Aim of the task: Locate every line in the material below that contains the string "point", treating uppercase and lowercase as different, and copy each of those lines.

Data extract:

================

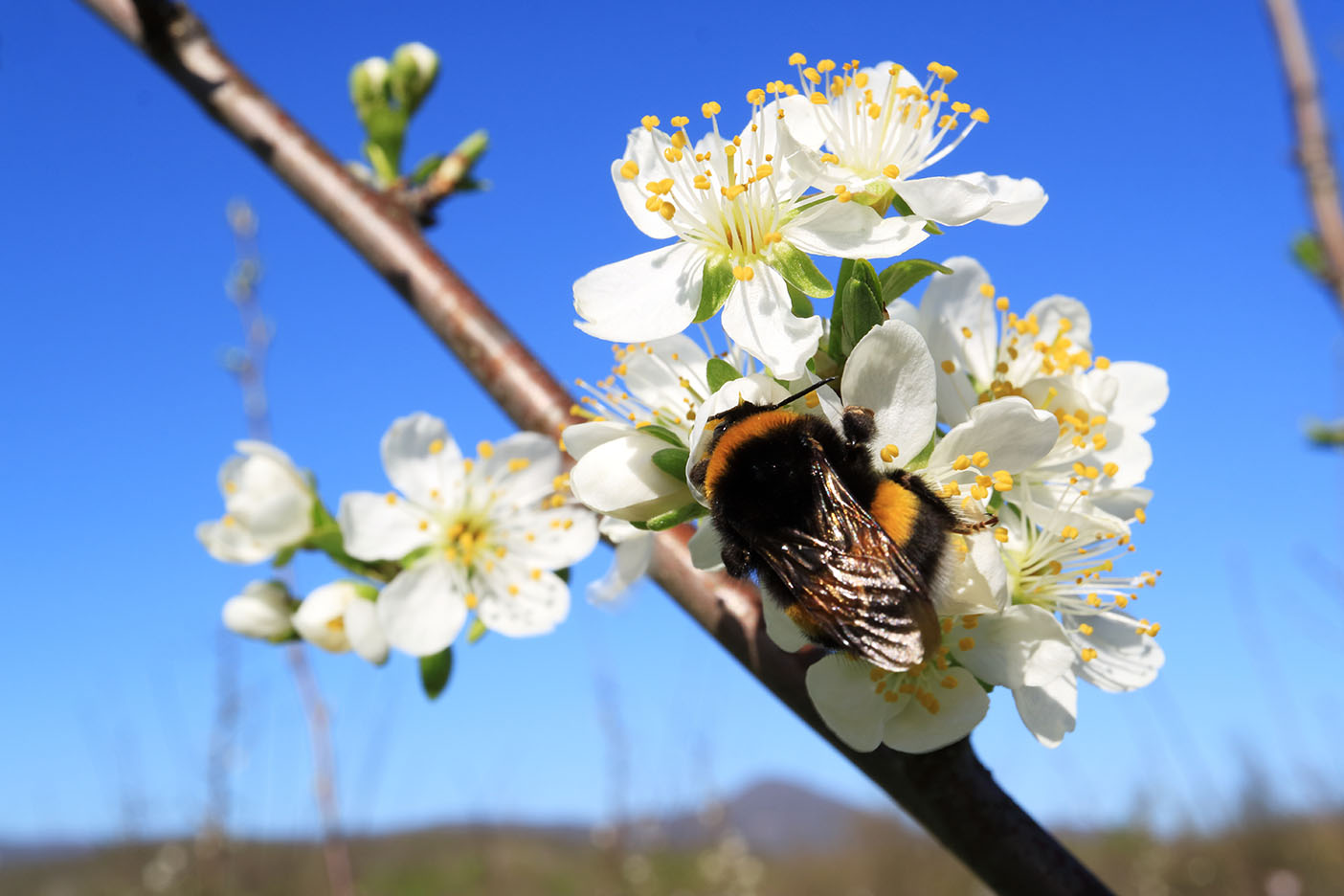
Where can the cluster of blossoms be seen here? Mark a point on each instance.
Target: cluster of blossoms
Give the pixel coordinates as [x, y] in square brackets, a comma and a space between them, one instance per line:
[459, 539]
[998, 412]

================

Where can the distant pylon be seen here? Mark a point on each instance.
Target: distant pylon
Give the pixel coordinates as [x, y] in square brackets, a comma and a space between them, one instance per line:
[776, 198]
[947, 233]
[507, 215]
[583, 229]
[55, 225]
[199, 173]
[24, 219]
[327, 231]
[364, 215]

================

Completed task:
Where can the cluster of blossoms be seen here? Mark a point on each instance.
Where can the distant pylon be seen here? Mark a point on each instance.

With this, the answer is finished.